> Work to complete:
No pictures should be carried over. Output all other parts of the entries verbatim.

________________________

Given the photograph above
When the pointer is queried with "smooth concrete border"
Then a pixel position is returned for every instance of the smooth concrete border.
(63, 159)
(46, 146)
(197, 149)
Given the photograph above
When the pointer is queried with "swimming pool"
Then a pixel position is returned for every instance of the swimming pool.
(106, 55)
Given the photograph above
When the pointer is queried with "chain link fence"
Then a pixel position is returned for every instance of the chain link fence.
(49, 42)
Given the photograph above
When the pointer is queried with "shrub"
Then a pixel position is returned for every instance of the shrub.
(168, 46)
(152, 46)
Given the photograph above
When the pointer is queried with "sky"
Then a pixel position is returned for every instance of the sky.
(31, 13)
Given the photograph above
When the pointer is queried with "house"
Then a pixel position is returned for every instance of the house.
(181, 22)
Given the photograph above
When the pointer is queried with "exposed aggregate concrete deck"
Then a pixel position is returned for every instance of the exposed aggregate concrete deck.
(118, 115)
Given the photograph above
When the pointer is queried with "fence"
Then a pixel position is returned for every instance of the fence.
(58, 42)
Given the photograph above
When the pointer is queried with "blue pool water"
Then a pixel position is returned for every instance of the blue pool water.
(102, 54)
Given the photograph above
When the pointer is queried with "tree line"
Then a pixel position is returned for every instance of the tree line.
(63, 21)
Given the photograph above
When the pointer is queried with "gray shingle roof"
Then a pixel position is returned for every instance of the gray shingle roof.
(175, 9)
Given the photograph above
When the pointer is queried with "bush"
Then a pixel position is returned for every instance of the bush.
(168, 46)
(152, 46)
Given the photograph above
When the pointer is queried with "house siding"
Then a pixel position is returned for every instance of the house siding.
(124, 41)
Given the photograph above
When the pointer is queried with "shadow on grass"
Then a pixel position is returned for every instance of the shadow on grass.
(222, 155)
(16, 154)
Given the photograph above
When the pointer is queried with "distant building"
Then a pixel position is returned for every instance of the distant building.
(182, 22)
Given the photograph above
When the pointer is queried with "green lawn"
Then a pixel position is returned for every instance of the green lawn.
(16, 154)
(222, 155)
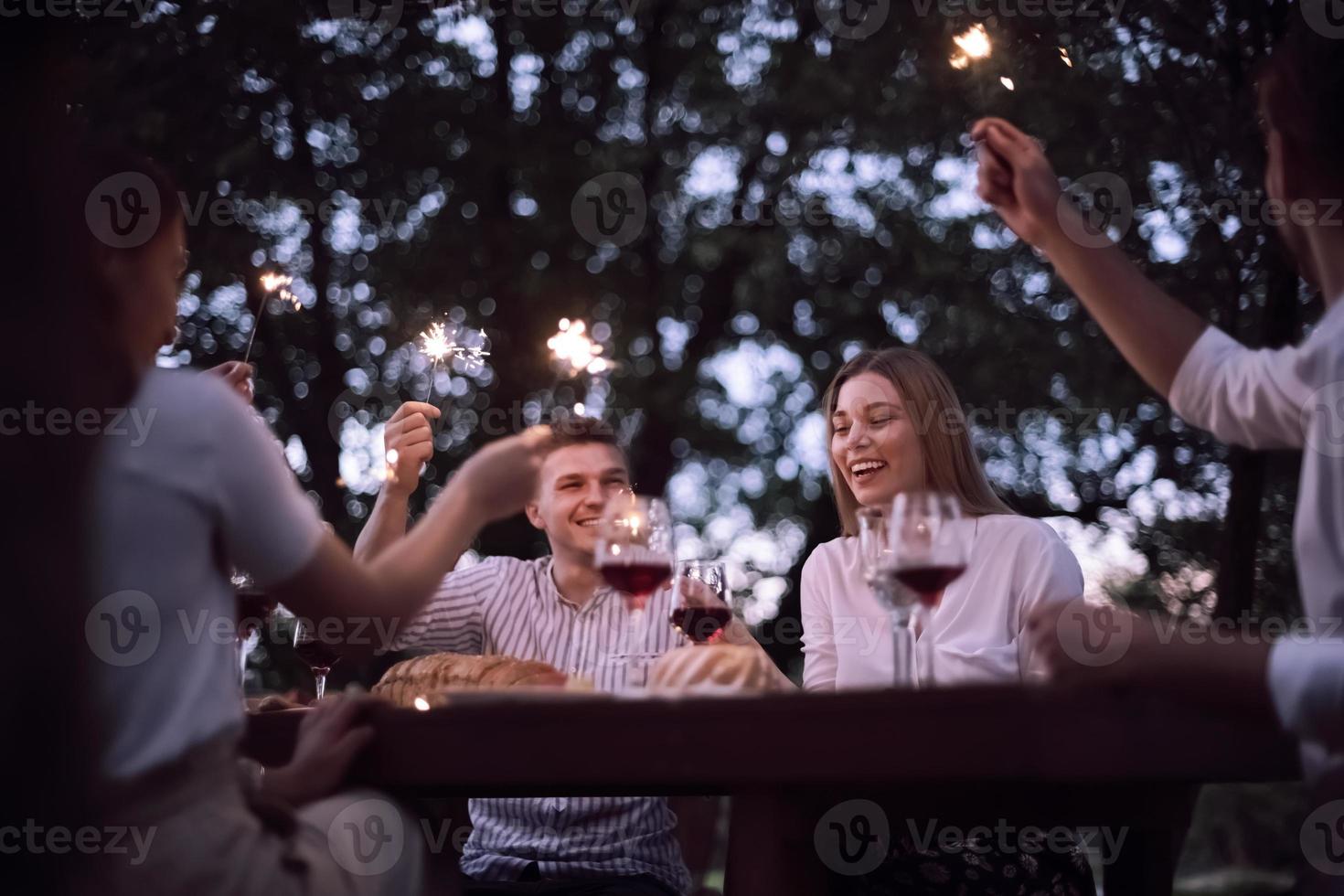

________________________

> Task output:
Given the photograph above
When the pointer is queried with "smooth concrete border"
Then a pixel position is returned for every instance of the smooth concrete border.
(63, 159)
(46, 146)
(197, 149)
Given the photograph above
When the pointer is queried with "swimming pool"
Then a pixel position is returned for every instance of the swimming pool.
(106, 55)
Given the photograph above
When the pointer is queried with "chain link fence"
Then a pixel position is returned for every instance of the chain link fence.
(49, 42)
Given the photograph above
When the pointer is queried with "shrub"
Then a pixel position is returned for every instance of the shrub.
(168, 46)
(152, 46)
Given the photograph above
When the pointer is queried with "sky"
Then a pixel position is returned for every instance of the sky.
(31, 13)
Given the photograph above
When the pointer is queried with "house"
Then a pixel position is returned for every instance of the house.
(181, 22)
Given the photograph above
When the pointer is queried with "exposed aggregate concrete deck"
Then a pixel position is returned for every instance of the exposed aggregate concrete deck.
(118, 115)
Given the photograph above
When the pointer is queried with "fence"
Then a pixel position is returned for every instance of the fence.
(58, 42)
Given the photograph above
When the pointer is queried with "blue pool water"
Then a pixel position is returned for every instance of the blue pool water.
(102, 54)
Given the photograph above
When the pointer is queried with "tree line"
Then a pixel position is returned for every instance of the tree line.
(63, 21)
Given the photograph above
When the pointer is queried with "gray shingle roof"
Then a pixel position is returned for every instance of the gray shingle roof.
(175, 9)
Given the photograph above
When the pointer is queried with "bush"
Then a pixel position is returned for every instance of the bush.
(168, 46)
(152, 46)
Given the photograph above
When the pointer is queried with "house siding"
Then a pixel position is returned for every instance of the house siding.
(124, 41)
Given the photograph above
When the pointer is queried with "shadow on grass"
Then a pixel position is returned for every instance of the shadow on grass.
(222, 155)
(16, 154)
Given the photograph above
When the pointer is queried with "distant building"
Then a pixel position is returned for every instance of the distant building.
(182, 22)
Given the photograph above
When the pointer is queried with "green lawn"
Then a pixel position is returned for every instance of the green lawn.
(16, 154)
(222, 155)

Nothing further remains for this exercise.